* _The exercise_: Repeat the listing in full, word for word.

* _Stored rows_:
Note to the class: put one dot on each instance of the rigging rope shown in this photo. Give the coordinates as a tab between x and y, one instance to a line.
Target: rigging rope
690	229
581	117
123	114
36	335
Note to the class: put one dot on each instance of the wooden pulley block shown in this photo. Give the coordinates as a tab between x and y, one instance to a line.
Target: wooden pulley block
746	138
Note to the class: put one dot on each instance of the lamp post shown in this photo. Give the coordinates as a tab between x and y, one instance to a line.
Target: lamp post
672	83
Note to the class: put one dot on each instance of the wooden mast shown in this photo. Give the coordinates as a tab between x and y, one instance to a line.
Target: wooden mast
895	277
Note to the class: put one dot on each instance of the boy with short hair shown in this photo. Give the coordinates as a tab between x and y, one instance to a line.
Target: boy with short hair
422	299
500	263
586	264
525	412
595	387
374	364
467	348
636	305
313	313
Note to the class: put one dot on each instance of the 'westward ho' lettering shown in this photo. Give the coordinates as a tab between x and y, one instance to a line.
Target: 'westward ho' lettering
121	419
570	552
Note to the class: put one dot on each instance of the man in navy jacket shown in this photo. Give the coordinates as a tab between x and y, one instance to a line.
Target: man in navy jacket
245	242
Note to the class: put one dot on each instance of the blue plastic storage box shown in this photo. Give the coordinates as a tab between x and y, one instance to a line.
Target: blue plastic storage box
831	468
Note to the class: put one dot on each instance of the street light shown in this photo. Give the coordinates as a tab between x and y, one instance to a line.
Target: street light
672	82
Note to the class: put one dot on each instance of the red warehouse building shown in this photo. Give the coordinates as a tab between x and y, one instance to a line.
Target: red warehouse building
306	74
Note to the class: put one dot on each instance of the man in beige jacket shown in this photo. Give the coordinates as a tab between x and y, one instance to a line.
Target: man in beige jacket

* _Exercise solution_:
Note to the class: put one dot on each instance of the rigging rope shown in this photo. Give the coordinates as a tab between x and y, one instance to a line.
Target: rigging rope
690	229
581	117
123	114
36	335
Note to the class: put one dot on each instance of the wooden pulley block shown in this photo. Give the coordinates as a tab between x and y, one instance to a line.
Target: wooden pulley block
746	138
Note to the class: put one dot on each instance of the lamp post shown in this photo. Give the coordinates as a tab between x and y, one instance to a line.
Target: lamp post
672	83
Note to the class: put one dot on each instance of the wooden mast shown in this photo. Give the coordinates as a tab between x and y, one instance to a line.
Target: wooden mast
895	277
Note to the class: put one dot on each instance of the boy with short hair shown in this photo. Give the coordinates as a tab between x and y, one instance to a line.
Target: boy with short hair
422	299
500	263
586	264
525	412
595	387
374	364
467	348
636	305
313	313
Note to the class: put one dot on each instance of the 'westward ho' lettering shown in this photo. Give the coordinates as a tab between x and y, one instance to a line.
Target: 'westward ho' lettering
121	419
570	552
Note to the class: put one dot on each instance of the man in navy jacket shown in this photo. Give the coordinates as a tab between x and y, one instance to a line.
Target: man in navy jacket
245	242
Note to the class: put one dot on each instance of the blue plastic storage box shown in this photo. Give the coordinates as a tab between x and y, one instance to a line.
Target: blue plastic storage box
831	468
Note to the class: put one dot on each instance of the street light shown in this photo. Give the coordinates as a tab between x and y, one instance to a line.
Target: street light
672	82
Note to the class: put one dot on each instance of the red warehouse building shown in this photo. Give the coordinates as a tab between x and y, one instance to a line.
Target: red warehouse building
306	74
Note to the class: put one dot on each instance of the man in beige jacket shown in this photo. Give the coordinates as a tab between x and y, one instance to a line.
Target: man in beige jacket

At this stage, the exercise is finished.